The Inflation Reduction Act represents a major shift in strategy since the Waxman-Markey bill, which focused on cap-and-trade and failed to pass the Senate in 2010 (although House Speaker Nancy Pelosi was able to get it through the House). The IRA is a pragmatic turn which has allowed legislators to get more buy-in from industry stakeholders (including some of the largest oil companies). At the same time, the lack of many punitive planks (the methane fee and superfund tax are exceptions) has left some anti-oil and conservation-focused activists disappointed.
There are two major philosophical threads undergirding the bill, which are relevant in the broader context of the energy transition: Made in America and Environmental Justice.
Made in America – Both Joes (Manchin and Biden) feel strongly that the transition to clean energy has to be built on American manufacturing and jobs, rather than on out-sourced production and extraction (Manchin often targets China with this rhetoric). This is apparent in many areas, maybe most notably in the electric vehicle (EV) subsidy, which includes requirements for both American assembly AND sourcing of minerals from mines in the US or countries with whom we have free trade agreements. The goal is national independence throughout the supply chain, and to that end this law is notable as direct industrial policy for a country that has comparatively shied away from it in recent decades.

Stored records
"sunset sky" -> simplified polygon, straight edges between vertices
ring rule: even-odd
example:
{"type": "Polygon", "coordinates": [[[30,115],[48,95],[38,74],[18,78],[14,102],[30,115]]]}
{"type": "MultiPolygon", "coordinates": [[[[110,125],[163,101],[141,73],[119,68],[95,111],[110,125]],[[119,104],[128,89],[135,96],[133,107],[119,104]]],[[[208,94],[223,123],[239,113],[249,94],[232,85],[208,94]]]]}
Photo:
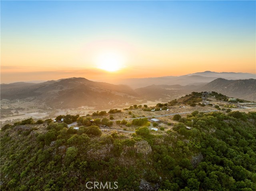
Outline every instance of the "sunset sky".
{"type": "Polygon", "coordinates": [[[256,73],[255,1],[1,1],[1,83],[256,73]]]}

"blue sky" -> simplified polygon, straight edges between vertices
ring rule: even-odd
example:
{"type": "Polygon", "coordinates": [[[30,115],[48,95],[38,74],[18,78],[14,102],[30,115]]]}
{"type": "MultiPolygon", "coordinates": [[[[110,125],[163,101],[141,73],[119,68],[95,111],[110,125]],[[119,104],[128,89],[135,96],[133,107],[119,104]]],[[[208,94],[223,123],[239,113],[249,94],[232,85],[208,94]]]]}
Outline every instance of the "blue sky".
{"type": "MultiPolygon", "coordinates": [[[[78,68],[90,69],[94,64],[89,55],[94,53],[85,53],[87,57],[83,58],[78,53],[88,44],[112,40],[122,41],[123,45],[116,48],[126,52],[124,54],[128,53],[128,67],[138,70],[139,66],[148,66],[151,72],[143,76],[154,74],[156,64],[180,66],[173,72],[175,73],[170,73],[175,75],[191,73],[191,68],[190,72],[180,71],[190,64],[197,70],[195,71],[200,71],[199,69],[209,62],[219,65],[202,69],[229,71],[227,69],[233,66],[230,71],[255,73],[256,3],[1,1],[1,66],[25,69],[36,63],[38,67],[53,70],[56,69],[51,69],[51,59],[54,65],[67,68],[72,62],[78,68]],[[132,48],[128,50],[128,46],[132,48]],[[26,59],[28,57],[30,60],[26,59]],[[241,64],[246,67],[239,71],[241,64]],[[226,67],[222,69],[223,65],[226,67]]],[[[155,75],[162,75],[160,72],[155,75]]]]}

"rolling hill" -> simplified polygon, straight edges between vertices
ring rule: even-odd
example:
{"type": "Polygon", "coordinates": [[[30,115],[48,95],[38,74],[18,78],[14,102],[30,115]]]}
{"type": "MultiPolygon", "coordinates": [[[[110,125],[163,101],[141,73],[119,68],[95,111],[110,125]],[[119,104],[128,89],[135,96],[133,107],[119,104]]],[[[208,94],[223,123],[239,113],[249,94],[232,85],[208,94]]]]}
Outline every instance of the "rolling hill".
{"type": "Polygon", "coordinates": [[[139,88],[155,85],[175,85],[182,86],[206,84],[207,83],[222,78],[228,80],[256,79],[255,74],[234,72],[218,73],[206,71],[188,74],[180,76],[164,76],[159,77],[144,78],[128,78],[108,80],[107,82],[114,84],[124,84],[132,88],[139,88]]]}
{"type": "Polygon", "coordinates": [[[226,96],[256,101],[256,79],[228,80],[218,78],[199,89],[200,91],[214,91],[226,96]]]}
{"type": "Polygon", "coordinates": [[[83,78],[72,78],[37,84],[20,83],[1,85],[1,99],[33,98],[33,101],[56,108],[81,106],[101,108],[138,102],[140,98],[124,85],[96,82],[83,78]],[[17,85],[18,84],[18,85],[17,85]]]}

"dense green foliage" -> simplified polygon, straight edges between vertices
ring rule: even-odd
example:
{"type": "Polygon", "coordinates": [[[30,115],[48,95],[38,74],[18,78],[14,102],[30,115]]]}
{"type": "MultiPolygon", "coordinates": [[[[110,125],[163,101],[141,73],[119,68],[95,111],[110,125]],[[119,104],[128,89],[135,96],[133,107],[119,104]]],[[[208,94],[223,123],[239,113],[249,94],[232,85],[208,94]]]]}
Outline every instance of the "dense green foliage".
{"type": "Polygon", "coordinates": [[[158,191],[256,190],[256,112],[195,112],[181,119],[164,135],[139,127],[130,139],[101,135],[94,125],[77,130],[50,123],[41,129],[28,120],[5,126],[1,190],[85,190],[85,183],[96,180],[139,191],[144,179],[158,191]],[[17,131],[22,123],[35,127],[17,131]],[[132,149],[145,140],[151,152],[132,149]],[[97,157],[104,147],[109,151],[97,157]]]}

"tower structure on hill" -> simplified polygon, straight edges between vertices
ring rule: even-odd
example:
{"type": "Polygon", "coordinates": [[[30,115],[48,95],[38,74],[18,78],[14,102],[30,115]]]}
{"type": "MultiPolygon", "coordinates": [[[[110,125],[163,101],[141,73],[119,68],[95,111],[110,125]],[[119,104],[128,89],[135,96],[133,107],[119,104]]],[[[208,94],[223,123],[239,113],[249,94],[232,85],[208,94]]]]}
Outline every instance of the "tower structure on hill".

◆ The tasks
1 > Reproduce word for word a stretch of the Inflation Reduction Act passage: begin at the words "Made in America –" and stop after the words "in recent decades.".
2 > Decide whether each statement agrees with the Inflation Reduction Act passage, answering yes or no and quoting the words from the passage that settle it. (a) The Waxman-Markey bill made it through the House. (b) The Inflation Reduction Act contains no punitive measures at all. (c) The electric vehicle subsidy requires minerals to come only from mines in the US.
3 > Please continue the Inflation Reduction Act passage from its last sentence onward.

◆ Results of the exercise
1 >
Made in America – Both Joes (Manchin and Biden) feel strongly that the transition to clean energy has to be built on American manufacturing and jobs, rather than on out-sourced production and extraction (Manchin often targets China with this rhetoric). This is apparent in many areas, maybe most notably in the electric vehicle (EV) subsidy, which includes requirements for both American assembly AND sourcing of minerals from mines in the US or countries with whom we have free trade agreements. The goal is national independence throughout the supply chain, and to that end this law is notable as direct industrial policy for a country that has comparatively shied away from it in recent decades.

2 >
(a) Yes: "although House Speaker Nancy Pelosi was able to get it through the House"
(b) No: "the methane fee and superfund tax are exceptions"
(c) No: "sourcing of minerals from mines in the US or countries with whom we have free trade agreements"

3 >
Environmental Justice – Some concessions to Manchin are seen as a betrayal of the environmental justice (EJ) community (including circumventing a court challenge to enable the construction of a specific pipeline he favors). There are also multiple EJ provisions in the bill that survived the process, including funding for pollution cleanup around ports, reinstating the Superfund tax, rebates for low-income consumer purchases (in addition to the tax credits that help the middle class), block grants targeted to climate projects led by people from marginalized communities, and funding for green banks which prioritize lending to disadvantaged communities. It’s significant from a movement-history perspective that through the entire process Democrats have felt a responsibility to keep EJ advocates at the table.
A huge and under-reported piece of the bill is the massive increase in funding for the Department of Energy’s Loan Programs Office, which was established in 2005 but only got meaningful funding in the 2009 stimulus bill. The IRA brings their ~$40b in funding to over $300 billion, divided amongst several priorities. This increase in funding is not included in the $369 billion top-line spending figure, because the department currently operates at a profit for the government. This is the loan office that helped jumpstart the American solar and wind industry and was critical in saving Tesla from bankruptcy.
My two cents – Without the success of that original loan program proving the massive multiplier effect the private sector can achieve, the overall strategic pivot from sticks to carrots would have been far more difficult to execute politically.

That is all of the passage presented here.